__SET EXERCISE__:
Transcribe the data that follows precisely, omitting nothing.

(Entries taken from a collection)
----------

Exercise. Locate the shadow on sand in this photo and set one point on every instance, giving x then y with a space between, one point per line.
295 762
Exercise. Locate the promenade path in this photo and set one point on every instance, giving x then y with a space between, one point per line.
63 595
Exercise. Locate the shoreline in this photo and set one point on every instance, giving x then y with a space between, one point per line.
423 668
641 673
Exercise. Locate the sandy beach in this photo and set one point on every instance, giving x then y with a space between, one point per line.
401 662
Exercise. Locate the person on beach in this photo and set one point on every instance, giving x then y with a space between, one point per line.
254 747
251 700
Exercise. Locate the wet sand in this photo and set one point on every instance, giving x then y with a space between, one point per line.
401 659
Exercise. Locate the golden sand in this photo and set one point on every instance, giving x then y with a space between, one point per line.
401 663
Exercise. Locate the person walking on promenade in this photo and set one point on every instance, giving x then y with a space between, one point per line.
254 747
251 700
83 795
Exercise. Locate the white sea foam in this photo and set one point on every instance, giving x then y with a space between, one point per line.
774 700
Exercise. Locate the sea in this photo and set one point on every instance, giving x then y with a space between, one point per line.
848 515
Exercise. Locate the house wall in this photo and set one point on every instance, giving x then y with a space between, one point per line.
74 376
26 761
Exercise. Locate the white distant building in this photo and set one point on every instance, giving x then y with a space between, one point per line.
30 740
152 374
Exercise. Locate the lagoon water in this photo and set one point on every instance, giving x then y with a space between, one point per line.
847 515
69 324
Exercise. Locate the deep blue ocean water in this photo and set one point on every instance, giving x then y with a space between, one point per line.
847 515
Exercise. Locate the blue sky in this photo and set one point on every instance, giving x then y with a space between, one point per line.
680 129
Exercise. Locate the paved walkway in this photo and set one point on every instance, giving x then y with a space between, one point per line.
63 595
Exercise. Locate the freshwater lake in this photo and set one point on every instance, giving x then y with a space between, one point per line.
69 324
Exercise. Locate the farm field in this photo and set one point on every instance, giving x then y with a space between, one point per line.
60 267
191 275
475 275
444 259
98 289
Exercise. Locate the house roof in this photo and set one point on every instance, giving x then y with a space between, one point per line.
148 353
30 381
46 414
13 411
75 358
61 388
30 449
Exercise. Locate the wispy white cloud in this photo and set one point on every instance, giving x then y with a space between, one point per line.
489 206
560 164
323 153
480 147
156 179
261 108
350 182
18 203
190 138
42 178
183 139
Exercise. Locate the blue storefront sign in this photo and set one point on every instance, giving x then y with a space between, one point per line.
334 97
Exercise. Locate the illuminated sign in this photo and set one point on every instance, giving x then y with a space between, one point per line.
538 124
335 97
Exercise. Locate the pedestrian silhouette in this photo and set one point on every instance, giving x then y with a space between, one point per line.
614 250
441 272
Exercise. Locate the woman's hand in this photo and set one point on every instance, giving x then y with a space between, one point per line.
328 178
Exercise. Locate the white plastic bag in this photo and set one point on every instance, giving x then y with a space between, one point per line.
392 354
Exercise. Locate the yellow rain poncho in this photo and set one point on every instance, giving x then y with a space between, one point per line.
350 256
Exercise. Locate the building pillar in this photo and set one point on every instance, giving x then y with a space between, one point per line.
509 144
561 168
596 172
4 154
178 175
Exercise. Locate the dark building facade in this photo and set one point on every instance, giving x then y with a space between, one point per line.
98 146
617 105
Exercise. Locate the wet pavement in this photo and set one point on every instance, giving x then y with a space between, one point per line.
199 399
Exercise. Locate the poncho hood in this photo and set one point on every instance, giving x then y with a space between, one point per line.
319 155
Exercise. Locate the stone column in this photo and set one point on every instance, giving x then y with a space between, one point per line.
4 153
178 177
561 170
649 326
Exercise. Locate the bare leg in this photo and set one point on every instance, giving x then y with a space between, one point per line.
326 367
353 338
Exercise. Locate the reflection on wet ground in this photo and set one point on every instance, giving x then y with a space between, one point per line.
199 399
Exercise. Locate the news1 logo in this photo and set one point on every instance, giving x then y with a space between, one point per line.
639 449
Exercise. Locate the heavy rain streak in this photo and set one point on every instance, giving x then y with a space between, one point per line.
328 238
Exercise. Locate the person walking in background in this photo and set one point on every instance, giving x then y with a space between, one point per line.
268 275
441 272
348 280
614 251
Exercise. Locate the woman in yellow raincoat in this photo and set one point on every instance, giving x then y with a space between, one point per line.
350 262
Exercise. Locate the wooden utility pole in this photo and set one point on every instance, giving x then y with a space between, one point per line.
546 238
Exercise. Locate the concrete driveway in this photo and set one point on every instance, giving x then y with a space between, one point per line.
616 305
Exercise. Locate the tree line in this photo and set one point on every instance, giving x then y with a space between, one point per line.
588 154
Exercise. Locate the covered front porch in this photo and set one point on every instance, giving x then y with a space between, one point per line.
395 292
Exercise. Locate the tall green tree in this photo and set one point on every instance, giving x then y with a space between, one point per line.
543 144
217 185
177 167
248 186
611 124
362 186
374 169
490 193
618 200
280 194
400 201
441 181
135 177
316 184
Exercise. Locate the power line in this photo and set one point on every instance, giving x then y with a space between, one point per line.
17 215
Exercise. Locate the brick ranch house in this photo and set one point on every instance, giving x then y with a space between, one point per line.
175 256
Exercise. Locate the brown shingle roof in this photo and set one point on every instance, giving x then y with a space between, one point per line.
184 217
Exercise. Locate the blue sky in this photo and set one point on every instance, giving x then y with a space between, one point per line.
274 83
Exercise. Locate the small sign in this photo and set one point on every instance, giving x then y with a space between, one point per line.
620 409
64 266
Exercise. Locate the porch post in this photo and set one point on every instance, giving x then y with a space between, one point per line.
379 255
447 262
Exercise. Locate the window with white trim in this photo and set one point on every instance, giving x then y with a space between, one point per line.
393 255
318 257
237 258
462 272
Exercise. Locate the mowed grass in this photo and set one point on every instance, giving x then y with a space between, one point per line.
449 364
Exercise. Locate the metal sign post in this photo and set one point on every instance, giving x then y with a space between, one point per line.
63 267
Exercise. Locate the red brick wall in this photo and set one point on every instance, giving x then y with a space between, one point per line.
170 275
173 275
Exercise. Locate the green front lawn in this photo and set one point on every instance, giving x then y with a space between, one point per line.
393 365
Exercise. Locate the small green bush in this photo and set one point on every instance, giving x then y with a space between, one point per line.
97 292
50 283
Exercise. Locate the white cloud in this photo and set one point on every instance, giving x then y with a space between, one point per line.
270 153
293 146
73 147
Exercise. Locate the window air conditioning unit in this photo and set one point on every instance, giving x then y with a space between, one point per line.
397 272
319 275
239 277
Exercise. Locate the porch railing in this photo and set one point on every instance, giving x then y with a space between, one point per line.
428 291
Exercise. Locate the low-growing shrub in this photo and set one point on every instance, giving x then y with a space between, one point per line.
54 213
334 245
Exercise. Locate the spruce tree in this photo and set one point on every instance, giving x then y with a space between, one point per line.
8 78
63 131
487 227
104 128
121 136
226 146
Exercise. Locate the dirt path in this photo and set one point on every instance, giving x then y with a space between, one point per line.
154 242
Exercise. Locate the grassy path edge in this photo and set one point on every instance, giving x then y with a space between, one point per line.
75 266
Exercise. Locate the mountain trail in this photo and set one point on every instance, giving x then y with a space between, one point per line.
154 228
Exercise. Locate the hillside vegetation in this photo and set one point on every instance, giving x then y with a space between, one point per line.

----------

__TASK RESPONSE__:
Exercise. Locate the shadow on sand in this photo and set one point on every instance, giving x then y with a space between, one point per line.
295 762
Exercise. Locate the promenade path in this photo and set one point on every instance, giving x then y with a space between, one point per line.
63 595
Exercise. Locate the shoreline in this photo and set one point on every instance, giving x then y with a space between, one point per line.
423 668
641 673
Exercise. Locate the sandy beach in this photo and set one point on every instance, giving x then y with a space between, one point per line.
401 662
Exercise. Locate the person on beach in this photo and set one point on every instance, giving x then y with a space between, one point per line.
254 747
251 700
Exercise. Locate the wet sand in this photo and set one point on every instance, giving x then y with a space between, one point per line.
401 659
Exercise. Locate the golden sand in this photo and set one point on every instance, giving x then y with a space between, one point per line.
401 663
Exercise. Locate the person walking on promenade in this photo and set one point on every instance, giving x then y with a space between, one point per line.
254 747
251 700
83 795
Exercise. Locate the white sea foam in this photo and set one point on every instance, giving x then y with a space between, one point per line.
774 700
Exercise. Locate the sea in this photo and set one point on every instance, giving x then y with a space between, one point per line.
848 515
Exercise. Locate the house wall in this photo and set one point on every instance, giving x then y with a space between, one point per line.
74 376
26 761
Exercise. Locate the white distant building in this photo and set one point on every instance, giving x then y with a space between, one point per line.
30 740
152 374
Exercise. Locate the lagoon water in this photo and set one point on every instance, giving x then y with a space between, one point per line.
847 515
69 324
Exercise. Locate the deep blue ocean water in this photo and set one point on every instance, giving x then y with a space between, one point per line.
847 515
Exercise. Locate the blue sky in this photo and set one point on every instance, giving x then y with a space between, one point per line.
680 129
Exercise. Locate the paved walkway in this photo and set one point on every instance, giving x then y with a space between, one point per line.
63 595
Exercise. Locate the freshwater lake in this photo and set one point on every instance, giving x then y with a space between, one point per line.
69 324
Exercise. Locate the farm field in this photo and set one point on every instance, giving x then y with a space between, one point per line.
60 267
191 275
475 275
444 259
98 289
Exercise. Locate the house roof in this photo and set one point on every instance, giving x then y with a space between, one point per line.
148 353
30 381
46 414
13 411
75 358
61 388
30 449
Exercise. Locate the wispy white cloud in this photo and set one point on every instance, giving x then y with a space between, one point per line.
489 206
560 164
323 153
480 147
156 179
261 108
350 182
18 203
190 138
42 178
183 139
Exercise. Locate the blue storefront sign in this photo and set one point on every instance, giving x then y with a space between, one point per line.
334 97
Exercise. Locate the illuminated sign in this photo and set one point on every instance, giving x then y with a space between, one point per line.
538 124
335 97
Exercise. Locate the pedestrian silhouette in this photo and set one point on every instance, giving x then y with a space between, one point per line.
614 250
441 272
Exercise. Locate the woman's hand in this photo and set one point on every instance, giving x then y with a space between, one point per line.
328 178
Exercise. Locate the white plastic bag in this photo and set one point on every instance, giving x then y with a space between, one point per line.
392 354
Exercise. Locate the yellow rain poncho in this photo and set one point on every instance, giving x then y with a space between, one point per line.
350 256
Exercise. Locate the building pillar in this photo and set one point on every instance, giving x then y with a space between, one point per line.
509 144
561 168
596 172
4 154
178 175
Exercise. Locate the dark building facade in this photo and set one point on every instance, giving x then y with a space between, one point per line.
98 146
617 105
Exercise. Locate the wet pavement in this photo and set one point on every instance, giving x then y with a space between, one point per line.
199 399
Exercise. Locate the poncho hood in this photo and set one point on every instance, giving x then y with a space between, one point per line.
319 155
Exercise. Locate the stone column in this photo and set one point on every instance, giving x then y with a space between, one point per line.
4 153
178 177
561 170
649 326
Exercise. Locate the bare leg in this photo and set one point on every instance, giving x then y with a space between, one point per line.
326 367
353 338
Exercise. Locate the reflection on wet ground in this photo and set one point on every instance, giving x then y with a space between, one point per line.
199 399
Exercise. Locate the news1 logo in this photo and set one point on every instance, giving x then y with a space between, one point per line.
639 449
Exercise. Locate the heavy rain streak in this photo and set one point on every instance, giving x then y with a space between, one point per line.
328 238
Exercise. Locate the person walking in background in this photo and set one point on every instance, giving x then y with a space between, one point per line.
268 275
441 272
348 280
614 251
Exercise. Locate the woman in yellow raincoat in this photo and set one point on every instance, giving x then y with a space between, one point per line.
350 262
Exercise. Locate the wooden utility pole in this photo and set one point on every instance, giving x then y with a space between, one point per line.
546 238
Exercise. Locate the concrete driveway in this photo and set one point on every instance, giving x then y with a space between, one point per line.
616 305
Exercise. Locate the tree line in this photo and set one point on every instance, giving x then y with a space between, one point per line.
588 154
Exercise. Locate the covered front porch in this photo and set one point on every instance, giving x then y with a space between, one point per line.
395 292
Exercise. Locate the tall green tree in this photo and set one point on every instance, giving x then y with a space between, one point per line.
543 144
217 185
177 167
248 186
611 124
362 186
374 169
490 193
618 200
280 194
400 201
441 181
135 177
316 184
Exercise. Locate the power line in this photo and set one point on every instance, giving x then y with a space between, one point per line.
17 215
Exercise. Locate the brick ranch house in this photo and set one point on every instance, giving x then y with a space between, one point per line.
175 256
Exercise. Locate the brown shingle roof in this photo and set one point on every instance, giving x then y with a space between, one point per line.
184 217
Exercise. Locate the blue sky in this photo and set one point on every instance, giving x then y with a space between, one point per line.
274 83
Exercise. Locate the small sign in this photo and set one point on every instance, giving x then y with a space between, one point per line.
620 409
64 266
Exercise. Locate the porch post in this photo and set one point on every instance, giving x then y with a space between, one point per line.
379 255
447 262
Exercise. Locate the window with white trim in this photo and set one point on every instance, giving x then y with a space between, one point per line.
393 255
318 257
237 258
462 272
Exercise. Locate the mowed grass in this photo and set one point on every instance, giving x then y with a space between, one point per line.
449 364
Exercise. Locate the metal sign post in this photo and set one point on every instance, giving x then y with a space between, one point per line.
63 267
Exercise. Locate the red brick wall in this photo and set one point on every instance, giving x then y with a space between, one point per line.
170 275
173 275
Exercise. Locate the green front lawn in this photo and set one point on every instance, giving x then y with a space between, one point per line.
393 365
Exercise. Locate the small green bush in this photo and set one point on every instance, giving x then y with a space between, one point per line.
97 292
50 283
Exercise. Locate the white cloud in this photo and set one point on every instance, giving x then y with a space between, one point per line.
270 153
293 146
73 147
Exercise. Locate the window air conditioning unit in this photo and set one point on every instance, giving x then y with a space between, one point per line.
397 272
319 275
239 277
Exercise. Locate the porch railing in this photo and set one point on every instance, giving x then y with a space between, one point per line.
428 291
Exercise. Locate the low-growing shrub in this photo and set one point on every instance, giving x then y with a space between, one point per line.
54 213
334 245
Exercise. Locate the spruce tree in this photo and set one point on every instance, giving x then y with a space between, one point per line.
8 78
63 131
487 227
104 128
121 136
226 146
Exercise. Locate the dirt path in this photo and set one point on every instance, giving x then y with a space between, one point per line.
154 242
Exercise. Locate the grassy path edge in this photo and set one point on every instance, giving x then y with a space between, one point per line.
75 266
Exercise. Locate the mountain trail in this photo and set one point on every instance, giving x then y with a space between, one point per line.
154 228
Exercise. Locate the hillside vegetation in this photo and set one point on every instance, giving x then y with a space between, one point per line.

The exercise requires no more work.